WORK TO DO: Skip the pictures. Reproduce all other material exactly.

(Coordinate labeling data)
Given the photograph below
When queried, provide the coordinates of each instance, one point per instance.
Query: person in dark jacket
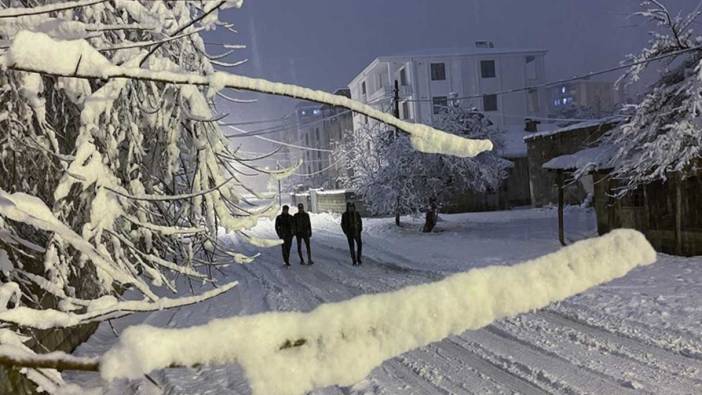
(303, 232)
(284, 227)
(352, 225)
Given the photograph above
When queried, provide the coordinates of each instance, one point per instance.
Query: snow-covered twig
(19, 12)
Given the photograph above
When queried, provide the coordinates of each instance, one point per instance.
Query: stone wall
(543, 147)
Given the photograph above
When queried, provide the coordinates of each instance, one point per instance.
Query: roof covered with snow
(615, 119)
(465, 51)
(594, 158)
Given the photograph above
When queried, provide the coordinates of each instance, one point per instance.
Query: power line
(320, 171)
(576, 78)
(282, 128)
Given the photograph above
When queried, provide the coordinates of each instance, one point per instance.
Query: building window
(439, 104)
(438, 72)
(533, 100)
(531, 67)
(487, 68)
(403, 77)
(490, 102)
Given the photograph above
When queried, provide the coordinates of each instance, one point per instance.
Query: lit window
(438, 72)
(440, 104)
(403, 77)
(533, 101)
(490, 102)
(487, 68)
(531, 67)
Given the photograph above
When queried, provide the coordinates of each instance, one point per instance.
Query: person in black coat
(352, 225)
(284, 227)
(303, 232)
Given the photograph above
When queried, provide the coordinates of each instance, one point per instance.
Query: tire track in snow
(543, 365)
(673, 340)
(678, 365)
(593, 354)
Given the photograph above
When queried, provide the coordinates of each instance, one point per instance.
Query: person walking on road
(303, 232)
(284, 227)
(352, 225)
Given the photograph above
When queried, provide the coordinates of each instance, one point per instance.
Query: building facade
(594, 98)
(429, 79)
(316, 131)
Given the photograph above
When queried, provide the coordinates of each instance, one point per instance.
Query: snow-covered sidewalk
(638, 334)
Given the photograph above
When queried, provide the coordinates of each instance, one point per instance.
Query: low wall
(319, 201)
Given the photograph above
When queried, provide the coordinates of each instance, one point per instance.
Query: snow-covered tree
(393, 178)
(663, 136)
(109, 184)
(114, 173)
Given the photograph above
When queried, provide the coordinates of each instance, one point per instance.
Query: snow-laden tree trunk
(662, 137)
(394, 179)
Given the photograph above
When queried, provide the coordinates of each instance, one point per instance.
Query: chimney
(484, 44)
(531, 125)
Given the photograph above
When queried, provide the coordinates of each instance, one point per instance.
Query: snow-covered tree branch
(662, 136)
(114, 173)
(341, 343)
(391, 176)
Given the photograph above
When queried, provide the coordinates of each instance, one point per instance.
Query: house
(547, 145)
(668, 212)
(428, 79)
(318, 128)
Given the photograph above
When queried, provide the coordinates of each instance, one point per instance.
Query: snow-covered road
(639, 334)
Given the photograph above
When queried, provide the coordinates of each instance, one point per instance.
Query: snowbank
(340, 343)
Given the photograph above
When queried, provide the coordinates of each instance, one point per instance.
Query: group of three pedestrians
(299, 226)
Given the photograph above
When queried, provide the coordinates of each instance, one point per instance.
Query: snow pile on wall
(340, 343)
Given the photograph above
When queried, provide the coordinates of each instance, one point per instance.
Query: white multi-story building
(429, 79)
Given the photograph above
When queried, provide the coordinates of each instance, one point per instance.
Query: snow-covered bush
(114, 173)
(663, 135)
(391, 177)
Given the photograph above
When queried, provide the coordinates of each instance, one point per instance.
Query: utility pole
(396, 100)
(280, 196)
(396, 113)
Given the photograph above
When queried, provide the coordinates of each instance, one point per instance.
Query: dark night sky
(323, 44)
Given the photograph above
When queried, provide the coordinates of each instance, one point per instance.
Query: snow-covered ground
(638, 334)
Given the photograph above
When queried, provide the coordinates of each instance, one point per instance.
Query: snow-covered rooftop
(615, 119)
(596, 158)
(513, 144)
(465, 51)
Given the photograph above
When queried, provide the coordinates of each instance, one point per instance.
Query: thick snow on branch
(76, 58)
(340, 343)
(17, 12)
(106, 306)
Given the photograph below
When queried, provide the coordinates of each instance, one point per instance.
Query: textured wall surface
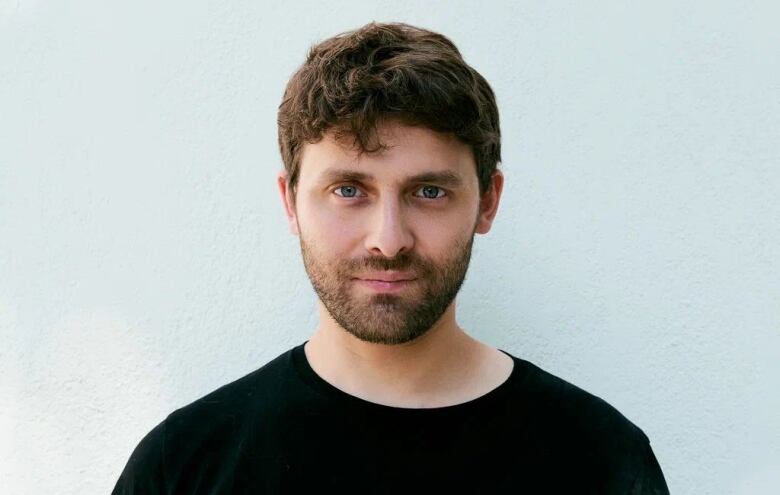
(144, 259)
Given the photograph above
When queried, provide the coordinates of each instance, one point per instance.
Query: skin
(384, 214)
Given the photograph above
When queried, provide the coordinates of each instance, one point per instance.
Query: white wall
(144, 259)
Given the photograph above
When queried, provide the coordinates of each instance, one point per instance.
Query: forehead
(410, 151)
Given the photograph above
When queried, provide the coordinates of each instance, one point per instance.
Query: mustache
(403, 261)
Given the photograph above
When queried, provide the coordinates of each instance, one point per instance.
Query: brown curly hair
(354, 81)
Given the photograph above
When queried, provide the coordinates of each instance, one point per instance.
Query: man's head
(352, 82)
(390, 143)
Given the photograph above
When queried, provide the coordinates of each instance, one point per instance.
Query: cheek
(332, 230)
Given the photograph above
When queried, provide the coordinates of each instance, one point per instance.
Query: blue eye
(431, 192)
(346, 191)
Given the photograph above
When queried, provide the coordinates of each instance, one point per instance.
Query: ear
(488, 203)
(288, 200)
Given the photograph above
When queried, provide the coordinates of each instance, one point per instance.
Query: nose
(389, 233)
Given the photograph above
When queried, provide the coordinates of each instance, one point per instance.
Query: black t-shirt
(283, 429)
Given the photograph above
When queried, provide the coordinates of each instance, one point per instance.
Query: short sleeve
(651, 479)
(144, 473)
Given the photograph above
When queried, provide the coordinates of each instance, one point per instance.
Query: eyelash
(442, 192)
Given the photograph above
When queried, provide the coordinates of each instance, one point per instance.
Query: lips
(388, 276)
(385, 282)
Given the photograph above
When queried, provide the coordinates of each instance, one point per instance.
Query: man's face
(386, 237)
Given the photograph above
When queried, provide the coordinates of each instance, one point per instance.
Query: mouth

EXERCISE RESPONSE:
Given the photograph below
When queried, provide the coordinates of each instance, one point per instance.
Query: person in dark jacket
(303, 232)
(284, 227)
(352, 225)
Given the photograph above
When queried, provide the coordinates of each instance, one point per instance.
Query: snow-covered twig
(19, 12)
Given the photograph above
When queried, provide the coordinates of each instance, one point per instance.
Query: stone wall
(543, 147)
Given the photograph above
When queried, provide the coordinates of each instance, one point per instance.
Query: roof covered with snow
(615, 119)
(465, 51)
(594, 158)
Given the photograph above
When queried, provide the coordinates of each instance, one point per instance.
Query: power line
(320, 171)
(576, 78)
(282, 128)
Given the photograph above
When queried, provide the coordinates of each instance, one point per instance.
Query: building window
(439, 104)
(438, 72)
(533, 100)
(531, 67)
(487, 68)
(403, 77)
(490, 102)
Given the photograph above
When queried, provide the coordinates of each instance, one point per instance.
Query: lit window
(438, 72)
(440, 104)
(403, 77)
(533, 101)
(490, 102)
(487, 68)
(531, 67)
Given the photograph above
When queried, provide the coordinates of each instance, one point per instance.
Query: person in black coat
(352, 225)
(284, 227)
(303, 232)
Given the photograph above
When queried, provide the coordinates of each instance, one point per instance.
Query: tire track in snow
(543, 365)
(673, 340)
(678, 365)
(593, 354)
Given the photograph above
When queried, provide the coordinates of each instance, one point per instance.
Query: person walking on road
(303, 232)
(284, 227)
(352, 225)
Given the photograph above
When queried, provide the coordinates of each instance, one point per instance.
Query: building facade
(594, 98)
(429, 79)
(316, 131)
Given the photograph above
When queried, provide the coordinates of each instance, one point per instance.
Query: snow-covered sidewalk
(638, 334)
Given the photograph above
When queried, provide the coordinates of each instance, one point per instance.
Query: low wall
(319, 201)
Given the photograph above
When queried, provide the coordinates of each instance, one point per instance.
Query: snow-covered tree
(393, 178)
(663, 136)
(109, 184)
(114, 173)
Given the photograph above
When queried, provide the coordinates of each instance, one point per instance.
Query: snow-laden tree trunk
(662, 137)
(394, 179)
Given the photograph above
When queried, provide the coordinates of each instance, one point per instance.
Query: chimney
(484, 44)
(531, 125)
Given the photograph above
When queried, provide the coordinates of each instance, one point per instance.
Query: snow-covered tree branch
(662, 136)
(114, 173)
(341, 343)
(391, 176)
Given the photograph above
When queried, provide the coordinates of each instance, one point per instance.
Query: house
(547, 145)
(668, 212)
(428, 79)
(318, 128)
Given the photograph above
When queried, provide the coordinates of each instance, one point per instance.
Query: snow-covered road
(639, 334)
Given the photograph above
When queried, provide the coordinates of each instance, one point per instance.
Query: snowbank
(340, 343)
Given the photograph above
When queried, provide the coordinates of each instance, one point per instance.
Query: group of three pedestrians
(299, 226)
Given the photograph above
When queried, provide the coordinates of each instance, one point per instance.
Query: snow pile on wall
(340, 343)
Given the photograph above
When queried, provide the coordinates of each instance, one point per instance.
Query: white multi-story building
(429, 79)
Given the photograph above
When queried, provide the coordinates of each instance, one point per instance.
Query: snow-covered bush
(114, 173)
(663, 135)
(391, 177)
Given the photograph above
When queried, provide the coordinates of each instance, one point per instance.
Query: utility pole
(396, 100)
(280, 196)
(396, 113)
Given the photograph above
When queried, provide the coordinates of each instance, one point per instance.
Query: dark night sky
(323, 44)
Given the photograph above
When queried, provide the coordinates of each instance, one point per instance.
Query: snow-covered ground
(638, 334)
Given the photograph above
When queried, provide the coordinates of each instance, one point per instance.
Query: snow-covered rooftop
(615, 119)
(596, 158)
(513, 144)
(465, 51)
Given the photograph above
When queried, provide the coordinates of each instance, one point per instance.
Query: thick snow on branch
(76, 58)
(340, 343)
(17, 12)
(106, 306)
Given the photograph below
When queried, provide the coordinates of each instance, one point per instance.
Query: textured wall surface
(144, 259)
Given the photograph above
When queried, provide the coordinates of each instance, one point per instance.
Query: skin
(384, 214)
Given the photograph above
When queried, provide the coordinates of each instance, one point per instance.
Query: white wall
(144, 259)
Given the photograph above
When queried, provide the coordinates of each instance, one point per instance.
Query: forehead
(410, 151)
Given the photograph above
When queried, provide the coordinates of each instance, one point per instance.
Query: mustache
(403, 261)
Given the photograph above
When queried, provide the coordinates of each instance, one point per instance.
Query: brown curly hair
(354, 81)
Given the photograph above
When queried, provide the coordinates of each instance, one point per instance.
Query: man's head
(352, 82)
(390, 143)
Given the photograph above
When queried, provide the coordinates of each instance, one point per instance.
Query: cheek
(332, 230)
Given the photograph above
When queried, provide the coordinates of each instance, one point per instance.
Query: blue eye
(431, 192)
(346, 191)
Given the photograph above
When queried, provide the coordinates of each instance, one point per instance.
Query: ear
(488, 203)
(288, 200)
Given the photograph above
When queried, provide the coordinates of each instance, one point per instance.
Query: nose
(389, 233)
Given the photograph above
When queried, provide the coordinates of each instance, one point per instance.
Query: black t-shirt
(283, 429)
Given the photograph above
When queried, provide the coordinates of each instance, one point per instance.
Query: short sleeve
(651, 479)
(144, 473)
Given the photograph above
When queried, provide the coordinates of each instance, one point per instance.
Query: eyelash
(442, 192)
Given the photograph above
When queried, provide the coordinates of each instance, one point per instance.
Query: lips
(388, 276)
(385, 282)
Given the photograph above
When queried, provide the coordinates of each instance, one point per instance.
Query: man's face
(386, 237)
Given the photograph above
When queried, provide the coordinates of each instance, one point per instance.
Query: mouth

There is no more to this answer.